Task details
Repeat word for word everything from the line containing "Target: stack of mug" to the end of the listing, first and last lines included, and only that.
*-*-*
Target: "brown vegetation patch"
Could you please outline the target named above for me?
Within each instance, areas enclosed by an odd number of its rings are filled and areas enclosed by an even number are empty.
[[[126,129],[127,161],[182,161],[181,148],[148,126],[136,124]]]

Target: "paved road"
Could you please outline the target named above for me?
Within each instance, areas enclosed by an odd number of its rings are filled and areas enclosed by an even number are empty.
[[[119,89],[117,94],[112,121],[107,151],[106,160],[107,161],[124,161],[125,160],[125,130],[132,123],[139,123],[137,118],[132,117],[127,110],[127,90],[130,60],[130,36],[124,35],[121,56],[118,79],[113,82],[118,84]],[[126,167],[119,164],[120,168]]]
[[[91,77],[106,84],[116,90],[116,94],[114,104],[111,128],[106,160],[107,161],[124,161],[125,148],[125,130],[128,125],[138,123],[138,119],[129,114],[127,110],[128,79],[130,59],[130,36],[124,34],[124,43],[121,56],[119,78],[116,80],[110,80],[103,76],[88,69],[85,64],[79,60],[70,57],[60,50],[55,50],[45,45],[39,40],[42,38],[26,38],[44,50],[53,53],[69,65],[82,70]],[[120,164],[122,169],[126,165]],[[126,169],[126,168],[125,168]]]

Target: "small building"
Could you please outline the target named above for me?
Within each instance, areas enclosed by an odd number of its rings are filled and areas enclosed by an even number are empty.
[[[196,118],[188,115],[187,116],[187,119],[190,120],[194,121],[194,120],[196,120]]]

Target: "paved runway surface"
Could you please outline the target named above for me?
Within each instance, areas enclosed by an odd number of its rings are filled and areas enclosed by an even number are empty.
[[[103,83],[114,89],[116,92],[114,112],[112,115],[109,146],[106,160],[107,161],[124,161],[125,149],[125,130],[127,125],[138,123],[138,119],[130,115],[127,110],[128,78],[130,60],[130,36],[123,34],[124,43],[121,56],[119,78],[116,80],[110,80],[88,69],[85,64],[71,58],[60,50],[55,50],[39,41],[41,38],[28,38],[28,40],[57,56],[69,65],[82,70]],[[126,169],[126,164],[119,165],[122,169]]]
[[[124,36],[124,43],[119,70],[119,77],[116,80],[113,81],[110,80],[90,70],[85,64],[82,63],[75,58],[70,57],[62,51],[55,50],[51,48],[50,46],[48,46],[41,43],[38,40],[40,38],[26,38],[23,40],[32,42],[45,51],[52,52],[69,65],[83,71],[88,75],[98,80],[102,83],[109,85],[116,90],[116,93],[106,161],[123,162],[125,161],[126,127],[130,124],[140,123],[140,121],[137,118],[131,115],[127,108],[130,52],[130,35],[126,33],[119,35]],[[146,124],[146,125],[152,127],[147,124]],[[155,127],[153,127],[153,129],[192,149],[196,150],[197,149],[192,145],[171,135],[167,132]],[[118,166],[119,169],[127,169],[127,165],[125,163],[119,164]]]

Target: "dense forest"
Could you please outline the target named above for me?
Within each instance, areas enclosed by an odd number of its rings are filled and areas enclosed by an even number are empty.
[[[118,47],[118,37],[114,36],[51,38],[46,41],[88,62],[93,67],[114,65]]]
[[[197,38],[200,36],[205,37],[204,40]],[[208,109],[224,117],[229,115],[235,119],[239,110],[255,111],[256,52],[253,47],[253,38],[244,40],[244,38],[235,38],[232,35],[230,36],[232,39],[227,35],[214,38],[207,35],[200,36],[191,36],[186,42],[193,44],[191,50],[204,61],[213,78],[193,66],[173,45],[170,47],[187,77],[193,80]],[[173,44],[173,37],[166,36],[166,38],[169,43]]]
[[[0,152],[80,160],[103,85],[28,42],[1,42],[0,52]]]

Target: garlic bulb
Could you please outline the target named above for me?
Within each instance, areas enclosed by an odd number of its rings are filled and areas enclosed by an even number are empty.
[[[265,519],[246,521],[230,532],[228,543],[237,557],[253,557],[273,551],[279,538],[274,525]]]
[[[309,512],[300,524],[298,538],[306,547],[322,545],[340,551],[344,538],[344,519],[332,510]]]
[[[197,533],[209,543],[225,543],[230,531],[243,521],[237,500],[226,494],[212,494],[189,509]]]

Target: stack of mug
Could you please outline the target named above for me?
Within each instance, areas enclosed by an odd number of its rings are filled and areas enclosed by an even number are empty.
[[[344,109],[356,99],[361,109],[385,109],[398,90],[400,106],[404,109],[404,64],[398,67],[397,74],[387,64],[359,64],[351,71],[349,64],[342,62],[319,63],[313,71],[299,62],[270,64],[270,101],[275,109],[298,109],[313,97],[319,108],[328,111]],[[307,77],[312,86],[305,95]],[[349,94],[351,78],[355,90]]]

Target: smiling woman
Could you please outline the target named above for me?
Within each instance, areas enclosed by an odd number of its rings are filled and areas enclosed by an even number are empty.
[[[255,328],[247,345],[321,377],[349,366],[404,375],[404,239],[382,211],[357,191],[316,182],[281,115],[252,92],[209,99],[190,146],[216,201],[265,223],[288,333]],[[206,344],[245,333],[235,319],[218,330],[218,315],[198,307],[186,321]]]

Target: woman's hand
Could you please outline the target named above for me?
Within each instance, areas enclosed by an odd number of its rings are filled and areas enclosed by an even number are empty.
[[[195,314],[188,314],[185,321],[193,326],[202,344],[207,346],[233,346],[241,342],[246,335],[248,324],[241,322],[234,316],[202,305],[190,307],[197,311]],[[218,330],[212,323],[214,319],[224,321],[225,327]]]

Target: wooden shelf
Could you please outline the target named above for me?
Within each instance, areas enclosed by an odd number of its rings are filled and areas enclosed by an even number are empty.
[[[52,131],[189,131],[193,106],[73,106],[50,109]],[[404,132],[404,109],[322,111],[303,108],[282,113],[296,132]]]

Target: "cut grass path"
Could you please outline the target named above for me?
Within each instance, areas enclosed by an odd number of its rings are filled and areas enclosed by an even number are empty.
*-*-*
Output of the task
Target: stack of mug
Could you please outline the target named above for me?
Within each instance, areas enclosed by an odd number of its rings are filled and areas enclosed by an even number are empty.
[[[344,109],[356,99],[361,109],[385,109],[398,90],[400,106],[404,109],[404,64],[398,67],[397,74],[387,64],[359,64],[351,71],[349,64],[342,62],[319,63],[313,71],[299,62],[270,64],[270,101],[275,109],[298,109],[313,97],[319,108],[328,111]],[[307,77],[312,86],[305,95]],[[349,94],[351,78],[355,90]]]

Target: smiling woman
Could you please outline the target named above for me?
Within each instance, areas enclosed by an odd number of its rings are filled and areas enclosed by an even number are empty.
[[[255,328],[247,345],[321,377],[349,366],[404,375],[404,239],[382,211],[357,191],[316,182],[281,115],[252,92],[209,99],[190,146],[216,201],[265,223],[288,333]],[[206,344],[245,333],[235,319],[218,330],[218,315],[198,307],[186,321]]]

Target: woman's hand
Could you please outline the target named above for me?
Within each instance, areas enclosed by an odd number of its rings are filled and areas enclosed by an even number are empty.
[[[195,314],[188,314],[185,321],[193,326],[202,344],[207,346],[233,346],[241,342],[246,335],[248,324],[241,322],[234,316],[202,305],[190,307],[197,311]],[[218,330],[212,323],[214,319],[224,321],[225,327]]]

Target: wooden shelf
Could you please outline the target named above for me?
Within each instance, areas enclosed by an odd number of its rings are filled and areas enclosed by an even number are empty.
[[[52,131],[189,131],[193,106],[73,106],[50,109]],[[404,132],[404,109],[322,111],[303,108],[282,113],[296,132]]]

Target: "cut grass path"
Could you please outline the target named above for me?
Within each instance, areas enclosed by an odd number of its rings are filled and areas enclosed by an even number are empty.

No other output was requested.